─── Textauszug

Meine Kundschafteraufträge - einige Beispiele

  • In den über Nacht gesicherten und verschlossenen Arbeits- und Werkräumen, unterhalb der S-Bahnanlagen, nahe am S-Bahnhof Lehrter Straße [ein heute verschwundener Teil des Gebäudekomplexes des Berliner Hauptbahnhof], befanden sich über Nacht in den Umkleideschränken und Spinten der Mitarbeiter Flugschriften. Wie konnten diese Schriften über Nacht in die Schränke kommen?

    Eine Untersuchung über einen möglichen Einbruch blieb erfolglos. Bei meinem Einsatz zur Aufklärung fand ich heraus: einer der an der Aktion beteiligten Personen, ließ sich, in einem Umkleideschrank versteckt, am Abend mit einschließen. Die Nacht nutzte er zum Verteilen der Schrift. Am folgenden Arbeitstag nach Öffnung des betrieblichen Zugangs zu den Arbeits- und Werkräumen befand er sich wieder im Umkleideschrank und konnte von seinem Freund und Mitarbeiter beim (unauffälligen) Ausstieg aus dem Schrank gesichert werden. Danach begab er sich  wie die andere Arbeitskollegen an seinen Arbeitsort außerhalb der Werkstatträume.

    Anmerkung: Die Schrift mit den (berechtigten) sozialpolitischen Forderungen hätte man auch über Freunde außerhalb der Werkstatträumlichkeiten verteilen können. Jedoch war es für die Betriebssicherheit von erheblichem Interesse herauszufinden, wie kamen Unbekannte bzw. unbefugte Personen nach Betriebsschluss, in die DR-Werkräume. Über das Untersuchungsergebnis wurden die örtlichen Vorgesetzten nicht informiert. Die Tätigkeit dieser Aktivisten bei der HBM-Dienststelle der DR war ohnehin nur eine zeitweilige Episode. Einer von ihnen stand zudem auch in familiärer Beziehung zur SEW.

  • Ein damaliges Mitglied der SEW, Michael Koth, [später in der neofaschistischen Querfront-Szene aktiv], entwickelte bereits damals schon rechtslastige politische - vorgeblich ‘marxistische’ - Aktivitäten, auch im Zusammenhang mit der Deutschen Reichsbahn. In seinen, von ihm verteilten Publikationen denunzierte er auch namentlich Mitarbeiter und deren Dienststelle, wenn sie nicht dazu bereit waren, seinen autoritären und politischen Vorstellungen (widerspruchsfrei) zu folgen.

    Anmerkung: Hier ging es über einen längeren Zeitraum um die Abklärung zur Person und dessen persönliches und politisches Umfeld.

  • Auf einer Urlaubs- und Studienreise im Ausland erfuhr ich 1980 vom Streik bei der Deutschen Reichsbahn. Nach meiner Rückkehr [der Streik war bereits beendet] kündigte ich mein Arbeitsverhältnis bei der Deutschen Reichsbahn (in Absprache mit dem MfS) und nahm Kontakt zu den verbliebenen Resten des vormaligen Streikkomitees auf. Ein Treffort waren zunächst die Räumlichkeiten der GEW-Berlin.

──────
─── Bereitgestellte Daten

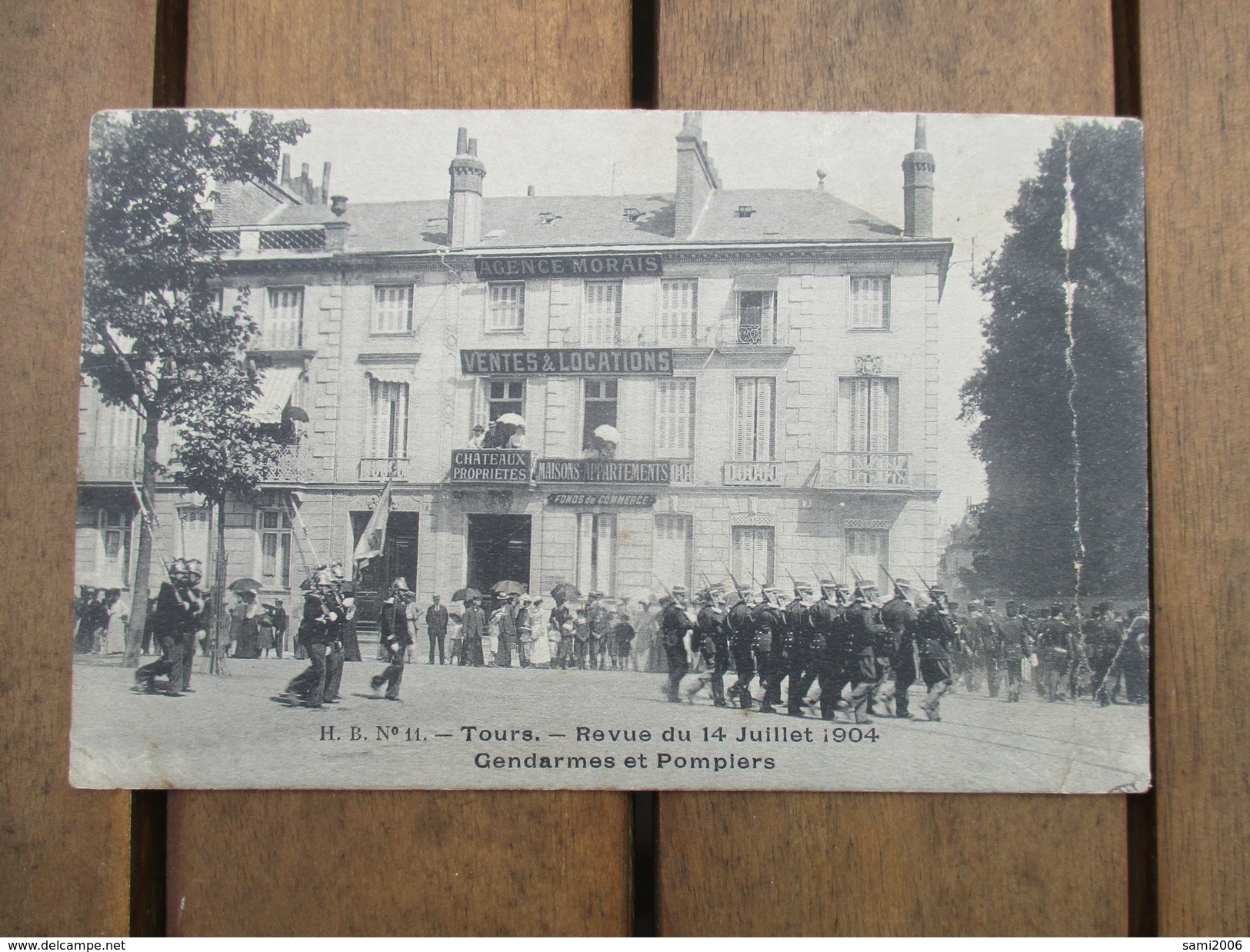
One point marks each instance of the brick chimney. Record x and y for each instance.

──────
─── Bereitgestellte Daten

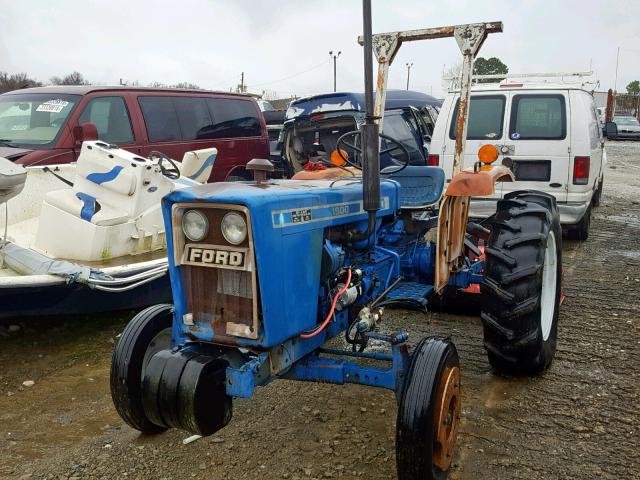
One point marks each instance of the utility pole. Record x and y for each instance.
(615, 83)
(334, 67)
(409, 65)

──────

Zu erledigen:
(1) Wo hielt sich laut dem Textauszug die Person versteckt, die sich abends in den Werkräumen mit einschließen ließ?
(2) Stelle alle Zeilen der Datensätze zusammen, in denen das Wort "Record" vorkommt. Dabei zählt die Groß- und Kleinschreibung.

Die Antworten:
(1) In einem Umkleideschrank.

(2)
One point marks each instance of the brick chimney. Record x and y for each instance.
One point marks each instance of the utility pole. Record x and y for each instance.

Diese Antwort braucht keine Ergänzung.